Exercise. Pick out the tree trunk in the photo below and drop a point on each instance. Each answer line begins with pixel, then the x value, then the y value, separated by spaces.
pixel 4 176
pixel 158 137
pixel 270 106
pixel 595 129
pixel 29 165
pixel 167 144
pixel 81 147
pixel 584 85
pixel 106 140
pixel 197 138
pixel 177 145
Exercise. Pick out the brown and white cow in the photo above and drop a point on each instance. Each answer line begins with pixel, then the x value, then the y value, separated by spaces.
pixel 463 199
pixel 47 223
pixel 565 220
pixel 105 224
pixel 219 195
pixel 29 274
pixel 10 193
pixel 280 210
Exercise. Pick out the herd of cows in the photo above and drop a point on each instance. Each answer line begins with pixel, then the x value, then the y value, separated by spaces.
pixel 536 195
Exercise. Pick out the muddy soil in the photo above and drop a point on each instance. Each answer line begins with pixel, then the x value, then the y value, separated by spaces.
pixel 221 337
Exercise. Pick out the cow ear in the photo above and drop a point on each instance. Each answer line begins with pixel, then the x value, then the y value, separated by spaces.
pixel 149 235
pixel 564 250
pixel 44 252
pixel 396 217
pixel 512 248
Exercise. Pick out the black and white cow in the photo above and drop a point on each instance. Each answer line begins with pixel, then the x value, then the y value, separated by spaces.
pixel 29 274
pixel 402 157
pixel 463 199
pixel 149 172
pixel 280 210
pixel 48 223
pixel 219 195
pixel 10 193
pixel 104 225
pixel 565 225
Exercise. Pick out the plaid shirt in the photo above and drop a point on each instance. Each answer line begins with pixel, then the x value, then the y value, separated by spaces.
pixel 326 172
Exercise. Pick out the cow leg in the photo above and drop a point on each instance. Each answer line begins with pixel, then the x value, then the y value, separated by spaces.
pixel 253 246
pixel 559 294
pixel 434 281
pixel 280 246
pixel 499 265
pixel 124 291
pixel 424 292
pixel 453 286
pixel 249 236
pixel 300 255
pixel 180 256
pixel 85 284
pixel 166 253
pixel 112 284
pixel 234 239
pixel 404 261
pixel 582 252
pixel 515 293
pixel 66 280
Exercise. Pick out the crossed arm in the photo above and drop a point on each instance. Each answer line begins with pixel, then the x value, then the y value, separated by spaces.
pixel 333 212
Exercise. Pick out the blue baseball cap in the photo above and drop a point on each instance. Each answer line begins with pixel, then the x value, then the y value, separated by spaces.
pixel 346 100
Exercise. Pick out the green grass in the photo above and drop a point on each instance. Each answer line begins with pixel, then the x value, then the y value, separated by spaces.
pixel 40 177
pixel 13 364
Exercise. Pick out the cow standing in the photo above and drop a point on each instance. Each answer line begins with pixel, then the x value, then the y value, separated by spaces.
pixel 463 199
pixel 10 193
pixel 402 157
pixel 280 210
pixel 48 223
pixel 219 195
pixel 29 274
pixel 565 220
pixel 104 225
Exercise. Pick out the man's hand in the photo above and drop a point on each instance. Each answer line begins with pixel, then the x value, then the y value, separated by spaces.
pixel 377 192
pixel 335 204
——
- **Task**
Could the entire listing be reproduced without any alteration?

- **Answer area**
Exercise. Pick out the tree trunk in the photo below and drop a point on each instance. Each answer line begins with pixel, then the x value, then the y value, separated by spaces.
pixel 4 176
pixel 158 137
pixel 270 106
pixel 595 129
pixel 29 165
pixel 167 144
pixel 81 147
pixel 584 85
pixel 106 140
pixel 197 138
pixel 177 145
Exercise. Pick out the brown and white cow in the photo above and drop a point on each instance. Each answer line begins with pixel, then the x value, then the y value, separated by spaces.
pixel 463 199
pixel 47 223
pixel 565 220
pixel 105 224
pixel 219 195
pixel 29 274
pixel 10 193
pixel 280 210
Exercise. Pick out the herd of cows in the photo above and drop a point on each instance. Each answer line begins with pixel, then the x value, then the y value, separated by spaces.
pixel 536 195
Exercise. Pick out the muddy soil in the photo above and drop a point on each instance. Each answer line begins with pixel, then the x value, then the y value, separated by spaces.
pixel 221 337
Exercise. Pick out the cow ear in the photo above and drop a point on each instance. Each answer line begins with pixel, then the x value, then the y value, separated by spaces.
pixel 149 235
pixel 564 250
pixel 44 252
pixel 396 217
pixel 512 248
Exercise. Pick out the black and white cow in the photo above and drop a point on each instance. Each answer line begins with pixel, then the x value, then the y value, separated by spaces.
pixel 29 274
pixel 402 157
pixel 463 199
pixel 149 172
pixel 280 210
pixel 48 223
pixel 219 195
pixel 10 193
pixel 104 225
pixel 565 225
Exercise. Pick out the plaid shirt in the photo above and drop a point on each instance. Each answer line begins with pixel, then the x value, then the y value, separated by spaces.
pixel 326 172
Exercise. Pick out the cow leg in the photo above and drop a point on each instance. Each answer line begins with pixel, then the x value, then the y value, separated by spaces.
pixel 253 246
pixel 559 294
pixel 434 281
pixel 280 246
pixel 499 265
pixel 124 291
pixel 424 292
pixel 453 286
pixel 249 236
pixel 300 255
pixel 180 256
pixel 85 284
pixel 166 253
pixel 112 284
pixel 234 239
pixel 404 261
pixel 582 252
pixel 515 293
pixel 66 280
Exercise. Pick out the crossed arm in the photo above and drop a point on each instance. Each answer line begins with pixel, then the x value, then the y value, separated by spaces.
pixel 333 212
Exercise. Pick out the blue baseball cap in the photo above and drop a point on each instance. Each answer line begins with pixel, then the x value, then the y value, separated by spaces.
pixel 346 100
Exercise. Pick out the green grass in the photo above and drop a point on each instance. Each answer line begins with pixel, then the x value, then the y value, separated by spaces.
pixel 40 177
pixel 13 364
Exercise. Pick out the cow standing in the photo above and drop a point on each instance. Each answer line begins with pixel, then the x value, then the y value, separated by spaces.
pixel 463 199
pixel 10 193
pixel 402 157
pixel 280 210
pixel 48 223
pixel 219 195
pixel 29 274
pixel 565 220
pixel 104 225
Exercise. Pick out the man's hand in the photo above and drop a point on each instance. Each answer line begins with pixel, then the x value, then the y value, separated by spaces.
pixel 377 192
pixel 335 204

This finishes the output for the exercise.